**Directive**
Please reproduce the diode-testing post word for word, from "And then found" to "probe polarity swap.".

**Quoted text**

■ ■ ■ ■ ■

Sir coastman49 . . . .
GOOD SHOW ! . . . . .Lo o o o o o o king Go o o o o o o o d . . . . . . now, with maybe no expense of the purchase of another
FWB.
Comparing the schematic snippet to the internal
FWB component equivalency, we can see that you tested internal diodes "B" and "D" and found no back resistance / leakage.
And then found that both of those diodes had good forward conducting junctions of 535 and 531 millivolts. Then, finally, the 2 in series diode
junctions having a reading of 997 millivolts .
(The last variance in readings . . . if you were expecting the added diode voltages . . . was because the measurement parameters shifted in the meter supplied current and voltages due to the measurement of a single diode junction
versus a series pair of diode junctions . )
Now do a complete test of
ALL of the rest of the units diodes, by placing a meter probe on #1 and go thru that same sequence of tests, in that way, you are then getting "A" and "C" sections readings.
And finally, do a test from 2-3 and then do it with a probe polarity swap.
That last test is where you will find the advantage of having a pulled FW block . . . . if being in circuit . . .that is where you would be getting a low reading due to the
BLUE RECTANGLES power transformer winding shunting those terminals. (Post 30's full schema referencing )
If all is well, guess that its time to do a fresh solder tinning of the block and then reinstall with new solder , leaving a magnificent workmanship, work of electronic craftsmanship art after a bristle brush + solvent cleaning of the joints and a final solvent + Q-tip polishing of the joints + dry Q-tip polishing . ( Now, looks like they are being chrome plated . . . don't they ? )
Then I would move on to the C1202 Negative supply filter E-capacitor and pull it . Then pull its companion C1201 and install it in place of the pulled unit.
Then go thru a test lamp installed power up and I think that you will then have a working MINUS 39'ish power supply voltage . . . . . as you formerly had with the former PLUS 39'ish volt supply.
( Now disconnected to make this test )
PULLING those brutes . . .
Position the chassis so that gravity will assist you, in having the caps solder joints, being face up and topside.
Then . . . 1 of two options . . .
Add solder to the two terminals to make heat retaining BLOBS then get one blob into a liquid solder state and then move to the other to heat it to the same liquid state .

■ ■ ■ ■ ■

**Collected material**
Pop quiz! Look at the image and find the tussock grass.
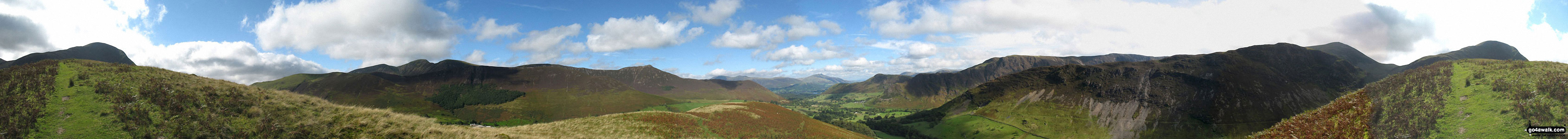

■ ■ ■ ■ ■

**Finished exercise**
And then found that both of those diodes had good forward conducting junctions of 535 and 531 millivolts. Then, finally, the 2 in series diode
junctions having a reading of 997 millivolts .
(The last variance in readings . . . if you were expecting the added diode voltages . . . was because the measurement parameters shifted in the meter supplied current and voltages due to the measurement of a single diode junction
versus a series pair of diode junctions . )
Now do a complete test of
ALL of the rest of the units diodes, by placing a meter probe on #1 and go thru that same sequence of tests, in that way, you are then getting "A" and "C" sections readings.
And finally, do a test from 2-3 and then do it with a probe polarity swap.